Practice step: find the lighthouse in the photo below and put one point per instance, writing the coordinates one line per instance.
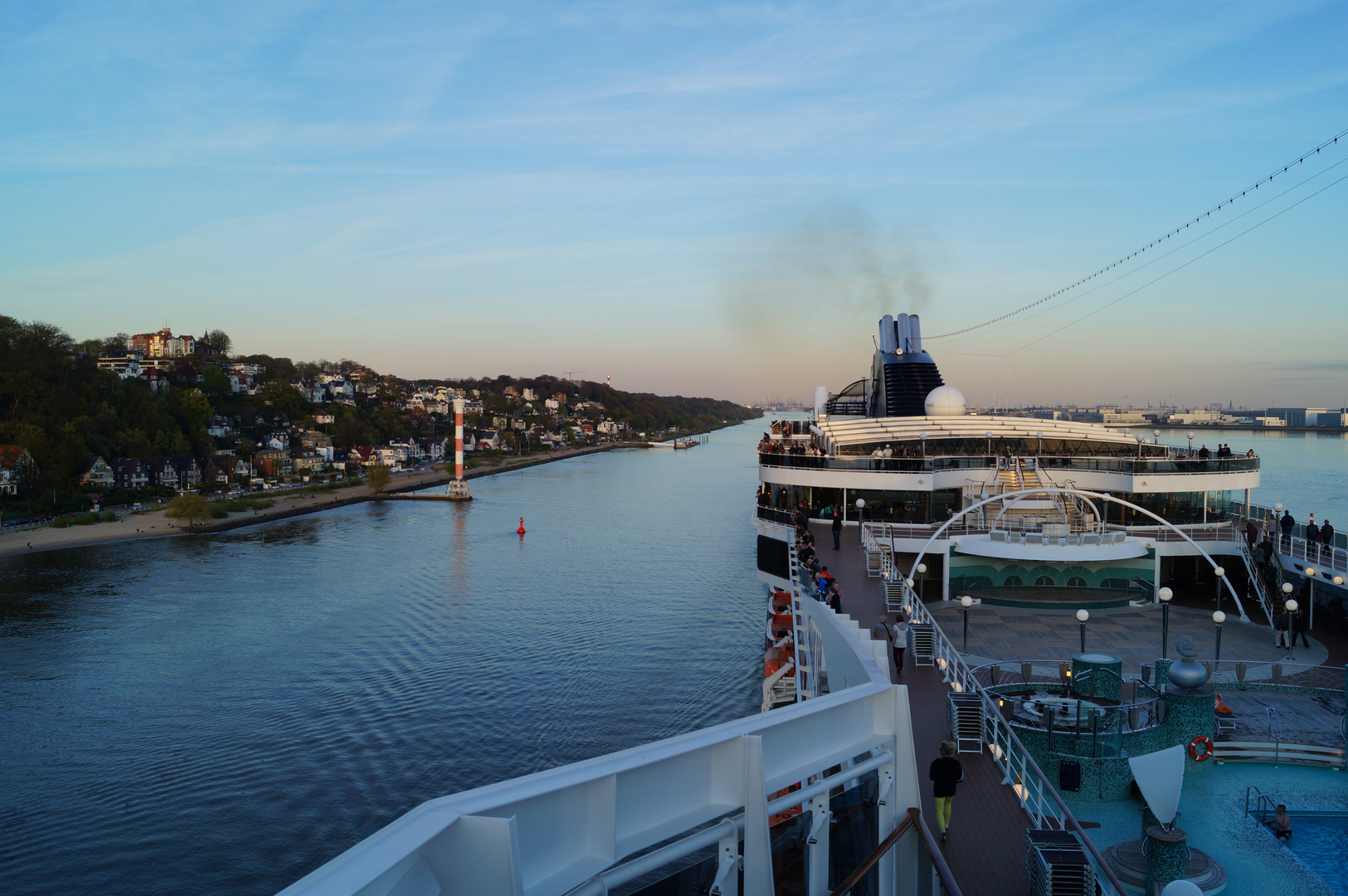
(457, 489)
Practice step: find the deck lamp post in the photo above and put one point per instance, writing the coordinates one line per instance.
(1292, 641)
(1311, 585)
(1164, 596)
(1219, 617)
(966, 602)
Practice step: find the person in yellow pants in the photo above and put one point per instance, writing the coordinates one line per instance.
(945, 775)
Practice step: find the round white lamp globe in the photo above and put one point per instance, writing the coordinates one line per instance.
(945, 401)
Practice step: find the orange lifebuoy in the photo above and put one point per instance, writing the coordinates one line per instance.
(1207, 748)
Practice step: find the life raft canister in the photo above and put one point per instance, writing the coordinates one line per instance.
(1207, 748)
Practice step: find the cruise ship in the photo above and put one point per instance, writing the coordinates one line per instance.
(1106, 738)
(1009, 509)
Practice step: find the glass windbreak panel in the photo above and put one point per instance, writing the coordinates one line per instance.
(890, 507)
(852, 835)
(1177, 507)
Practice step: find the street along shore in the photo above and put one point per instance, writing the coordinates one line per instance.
(154, 523)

• _What is required_
All of the entries, apart from the pictures, must be returned exactly.

• _Solved exercise_
Practice step: find the lighthouse in the photo below and put one point per instance, writing the coordinates one line per instance.
(457, 489)
Practice step: find the deck lamp post in the photo above and put one point per instance, writing the coordinates one line per instance.
(1292, 641)
(1311, 585)
(1164, 596)
(1219, 617)
(966, 602)
Practice step: find the person in yellow pants in the photo above and put one point per instance, writing the coordinates one line per instance.
(945, 775)
Practice step: find the round white lamp globe in the photo above and put one point per instance, writing the coordinates one line per instance.
(945, 401)
Practice step: find the orange lifebuoy in the photo above and put one point per instance, writing the coordinates one line per instance.
(1207, 748)
Practice step: find the life raft canister in the photo above and put one point per instance, writing the coordinates one line per instance.
(1207, 748)
Practice step: find the cruise ship in the photo above and put one point per instance, writing the coordinates one line per instance.
(1106, 738)
(1009, 509)
Practice step: find the glass windbreak panel in the photo above and put one point per instance, writing the coordinates one line per instance.
(890, 507)
(852, 835)
(1177, 507)
Practice step: find the street along shore in the photo above and put one point per instance, writing the coordinates one line per instance.
(154, 523)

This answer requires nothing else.